> [Exercise prompt] Output all lines exactly, with nothing added or dropped.
───── Items
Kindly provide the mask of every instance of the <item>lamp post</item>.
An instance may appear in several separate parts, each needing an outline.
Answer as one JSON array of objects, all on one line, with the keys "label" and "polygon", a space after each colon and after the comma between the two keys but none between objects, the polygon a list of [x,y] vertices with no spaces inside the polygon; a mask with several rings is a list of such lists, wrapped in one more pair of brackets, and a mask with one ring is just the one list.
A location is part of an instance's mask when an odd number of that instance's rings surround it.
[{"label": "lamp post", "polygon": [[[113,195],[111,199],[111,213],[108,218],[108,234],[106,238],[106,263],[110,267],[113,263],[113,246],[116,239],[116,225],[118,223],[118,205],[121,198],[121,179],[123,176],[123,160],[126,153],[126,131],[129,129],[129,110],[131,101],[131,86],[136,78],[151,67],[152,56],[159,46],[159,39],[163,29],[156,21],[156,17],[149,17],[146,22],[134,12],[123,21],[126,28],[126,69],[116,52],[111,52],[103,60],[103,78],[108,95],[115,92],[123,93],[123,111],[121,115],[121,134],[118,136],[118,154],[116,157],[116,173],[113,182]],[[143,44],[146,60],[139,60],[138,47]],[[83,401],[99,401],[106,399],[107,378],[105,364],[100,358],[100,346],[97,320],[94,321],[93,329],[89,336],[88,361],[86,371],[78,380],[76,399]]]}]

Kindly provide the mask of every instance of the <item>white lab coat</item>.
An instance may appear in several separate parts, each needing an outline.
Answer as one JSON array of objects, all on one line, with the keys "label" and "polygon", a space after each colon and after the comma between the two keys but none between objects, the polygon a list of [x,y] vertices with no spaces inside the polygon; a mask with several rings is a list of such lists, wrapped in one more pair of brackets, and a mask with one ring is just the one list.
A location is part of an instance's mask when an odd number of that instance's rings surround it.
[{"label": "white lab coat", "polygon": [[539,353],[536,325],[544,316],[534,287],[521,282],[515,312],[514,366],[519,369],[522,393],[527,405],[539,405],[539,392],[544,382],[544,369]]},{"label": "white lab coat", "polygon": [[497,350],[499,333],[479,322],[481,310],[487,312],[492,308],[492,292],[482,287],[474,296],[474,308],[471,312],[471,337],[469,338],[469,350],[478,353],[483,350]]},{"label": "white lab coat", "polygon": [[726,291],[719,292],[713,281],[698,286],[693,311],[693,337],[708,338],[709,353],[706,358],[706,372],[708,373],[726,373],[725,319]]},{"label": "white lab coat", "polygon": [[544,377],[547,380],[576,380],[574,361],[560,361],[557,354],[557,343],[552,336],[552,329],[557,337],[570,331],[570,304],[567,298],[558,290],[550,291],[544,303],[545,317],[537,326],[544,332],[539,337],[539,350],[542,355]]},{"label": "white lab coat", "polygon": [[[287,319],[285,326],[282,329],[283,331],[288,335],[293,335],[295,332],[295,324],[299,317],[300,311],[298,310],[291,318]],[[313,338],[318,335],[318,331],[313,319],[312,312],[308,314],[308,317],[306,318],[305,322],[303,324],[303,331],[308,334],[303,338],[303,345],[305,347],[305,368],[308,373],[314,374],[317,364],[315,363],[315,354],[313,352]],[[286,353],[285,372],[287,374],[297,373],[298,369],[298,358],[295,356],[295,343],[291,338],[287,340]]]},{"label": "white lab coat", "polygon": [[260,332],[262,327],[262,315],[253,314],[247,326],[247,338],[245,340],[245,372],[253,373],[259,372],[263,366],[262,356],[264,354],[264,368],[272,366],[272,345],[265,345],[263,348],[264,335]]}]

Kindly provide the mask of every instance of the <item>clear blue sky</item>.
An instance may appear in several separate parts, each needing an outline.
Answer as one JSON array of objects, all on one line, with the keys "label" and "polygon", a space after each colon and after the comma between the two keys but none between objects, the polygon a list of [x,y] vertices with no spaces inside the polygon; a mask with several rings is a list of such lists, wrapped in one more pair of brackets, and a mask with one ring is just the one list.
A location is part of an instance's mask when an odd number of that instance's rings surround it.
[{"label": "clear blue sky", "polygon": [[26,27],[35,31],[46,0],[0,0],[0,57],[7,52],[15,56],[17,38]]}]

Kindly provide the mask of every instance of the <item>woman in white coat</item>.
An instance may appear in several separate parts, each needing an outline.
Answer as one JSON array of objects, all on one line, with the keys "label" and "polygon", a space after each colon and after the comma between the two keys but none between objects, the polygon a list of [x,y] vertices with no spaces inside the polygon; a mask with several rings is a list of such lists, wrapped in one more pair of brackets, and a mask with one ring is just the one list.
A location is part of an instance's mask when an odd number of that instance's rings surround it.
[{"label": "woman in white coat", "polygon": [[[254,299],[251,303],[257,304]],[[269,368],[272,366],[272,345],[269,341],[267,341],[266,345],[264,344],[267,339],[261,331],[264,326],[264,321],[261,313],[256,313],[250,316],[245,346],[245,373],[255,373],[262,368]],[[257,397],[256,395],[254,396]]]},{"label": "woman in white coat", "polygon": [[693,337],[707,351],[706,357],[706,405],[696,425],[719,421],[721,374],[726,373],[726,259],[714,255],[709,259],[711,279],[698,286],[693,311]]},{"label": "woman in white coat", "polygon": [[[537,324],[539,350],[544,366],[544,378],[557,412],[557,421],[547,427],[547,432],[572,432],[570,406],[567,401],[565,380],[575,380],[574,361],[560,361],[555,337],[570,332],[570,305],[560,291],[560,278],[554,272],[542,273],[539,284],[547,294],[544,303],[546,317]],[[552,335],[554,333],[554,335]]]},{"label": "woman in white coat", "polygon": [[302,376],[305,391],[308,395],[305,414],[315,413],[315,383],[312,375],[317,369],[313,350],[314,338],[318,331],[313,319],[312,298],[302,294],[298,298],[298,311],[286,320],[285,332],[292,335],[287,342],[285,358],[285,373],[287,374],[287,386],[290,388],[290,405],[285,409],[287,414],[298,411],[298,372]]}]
──────────
> [Exercise response]
Kindly provide the mask of every instance of the <item>lamp post</item>.
An instance may appear in several separate parts, each needing an outline.
Answer as one JSON array of objects, all on one line, with the keys "label" and "polygon", a space after each colon and after the comma between the two keys but none between objects, the polygon a list of [x,y] vertices with no spaces inside the polygon; a mask with several rings is a list of such lists, wrapped in one more pair of brackets, and a mask with one ring is just the one list.
A location is part of an instance's mask when an odd number of that instance's rings surround it.
[{"label": "lamp post", "polygon": [[[113,195],[111,199],[111,213],[108,218],[108,234],[106,238],[106,263],[110,267],[113,263],[113,246],[116,239],[116,225],[118,223],[118,205],[121,198],[121,179],[123,176],[123,160],[126,153],[126,131],[129,129],[129,110],[131,101],[131,86],[136,78],[151,67],[152,56],[159,46],[159,39],[163,29],[156,21],[156,17],[149,17],[146,22],[134,12],[123,21],[126,28],[126,69],[116,52],[111,52],[103,60],[103,78],[108,95],[115,92],[123,93],[123,111],[121,115],[121,134],[118,136],[118,154],[116,157],[116,173],[113,182]],[[143,44],[146,60],[139,60],[138,47]],[[83,401],[99,401],[106,399],[107,378],[105,364],[100,358],[100,346],[97,320],[94,321],[93,329],[89,336],[88,361],[86,371],[78,380],[76,399]]]}]

Kindly provide the mask of every instance of the <item>white lab coat</item>.
An instance may appear in several separate parts, each needing an outline.
Answer as one JSON array of objects, all on one line, with the keys "label" and "polygon", a space after each colon and after the comma between the two keys but none between objects, the polygon a list of [x,y] vertices with no spaces inside the polygon; a mask with several rings is a list of such lists, wrapped in one more pair of brackets, and a mask with one ring is just the one list.
A location is part of an instance's mask when an odd number of that instance's rings surround it.
[{"label": "white lab coat", "polygon": [[539,353],[536,325],[544,316],[534,287],[521,282],[515,312],[514,366],[519,369],[522,393],[527,405],[539,405],[539,392],[544,382],[544,369]]},{"label": "white lab coat", "polygon": [[497,350],[499,333],[479,322],[481,310],[487,312],[492,308],[492,292],[482,287],[474,296],[474,308],[471,312],[471,337],[469,338],[469,350],[478,353],[483,350]]},{"label": "white lab coat", "polygon": [[726,291],[719,292],[713,281],[698,286],[693,311],[693,337],[708,338],[709,353],[706,358],[706,372],[708,373],[726,373],[725,319]]},{"label": "white lab coat", "polygon": [[544,377],[547,380],[576,380],[574,361],[560,361],[557,354],[557,343],[552,336],[552,329],[557,337],[570,331],[570,304],[567,298],[558,290],[550,291],[544,303],[545,317],[537,326],[544,332],[539,337],[539,350],[542,355]]},{"label": "white lab coat", "polygon": [[[287,319],[285,326],[282,329],[283,331],[288,335],[293,335],[295,332],[295,324],[299,317],[300,311],[298,310],[291,318]],[[313,338],[318,335],[318,331],[313,319],[312,312],[308,314],[308,317],[306,318],[305,322],[303,324],[303,331],[308,334],[303,338],[303,345],[305,347],[305,368],[308,373],[314,374],[317,364],[315,363],[315,354],[313,352]],[[286,353],[285,372],[287,374],[297,373],[298,369],[298,358],[295,356],[295,343],[291,338],[287,340]]]},{"label": "white lab coat", "polygon": [[260,332],[262,327],[262,315],[253,314],[247,326],[247,338],[245,340],[245,372],[253,373],[259,372],[263,366],[262,356],[264,354],[264,368],[272,366],[272,345],[265,345],[263,348],[264,335]]}]

Kindly provide the mask of every instance of the <item>clear blue sky</item>.
An instance may appear in several separate parts, each needing an outline.
Answer as one JSON array of objects, all on one line, with the keys "label" and "polygon", a space after each colon and after the comma between the two keys but none between objects, the polygon a list of [x,y] vertices with no spaces inside the polygon; a mask with several rings is a list of such lists, wrapped in one more pair of brackets, and a mask with one ring is just the one list.
A location is part of an instance's mask when an odd number of that instance's rings surround it.
[{"label": "clear blue sky", "polygon": [[26,27],[35,31],[46,0],[0,0],[0,57],[7,52],[15,56],[17,38]]}]

Kindly provide the mask of every instance of the <item>woman in white coat</item>.
An instance may appear in several separate parts, each needing an outline.
Answer as one JSON array of objects, all on one line, with the keys "label" and "polygon", a space after each colon and after the comma between the two keys but none between objects, the polygon a list of [x,y] vertices with no spaces inside the polygon; a mask with several rings is a list of such lists, wrapped in one more pair of brackets, and a mask with one ring is just the one list.
A location is part of an instance's mask when an odd number of that instance's rings surround it.
[{"label": "woman in white coat", "polygon": [[[254,299],[251,303],[257,304]],[[269,368],[272,366],[272,345],[269,341],[267,341],[266,345],[264,344],[267,339],[261,331],[264,326],[264,321],[261,313],[256,313],[250,316],[245,346],[245,373],[255,373],[262,368]],[[257,397],[256,395],[254,396]]]},{"label": "woman in white coat", "polygon": [[693,337],[707,351],[706,357],[706,405],[696,425],[719,421],[721,374],[726,373],[726,259],[714,255],[709,259],[711,279],[698,286],[693,311]]},{"label": "woman in white coat", "polygon": [[[537,324],[539,350],[544,366],[544,378],[557,412],[557,421],[547,427],[547,432],[572,432],[570,406],[567,401],[565,380],[575,380],[574,361],[560,361],[555,337],[570,332],[570,305],[560,291],[560,278],[554,272],[542,273],[539,284],[547,294],[544,303],[546,317]],[[552,335],[554,333],[554,335]]]},{"label": "woman in white coat", "polygon": [[302,376],[305,391],[308,395],[305,414],[315,413],[315,383],[312,375],[317,369],[313,350],[314,338],[318,331],[313,319],[312,298],[302,294],[298,298],[298,311],[286,320],[285,332],[292,335],[287,342],[285,358],[285,373],[287,374],[287,386],[290,388],[290,405],[285,409],[287,414],[298,411],[298,372]]}]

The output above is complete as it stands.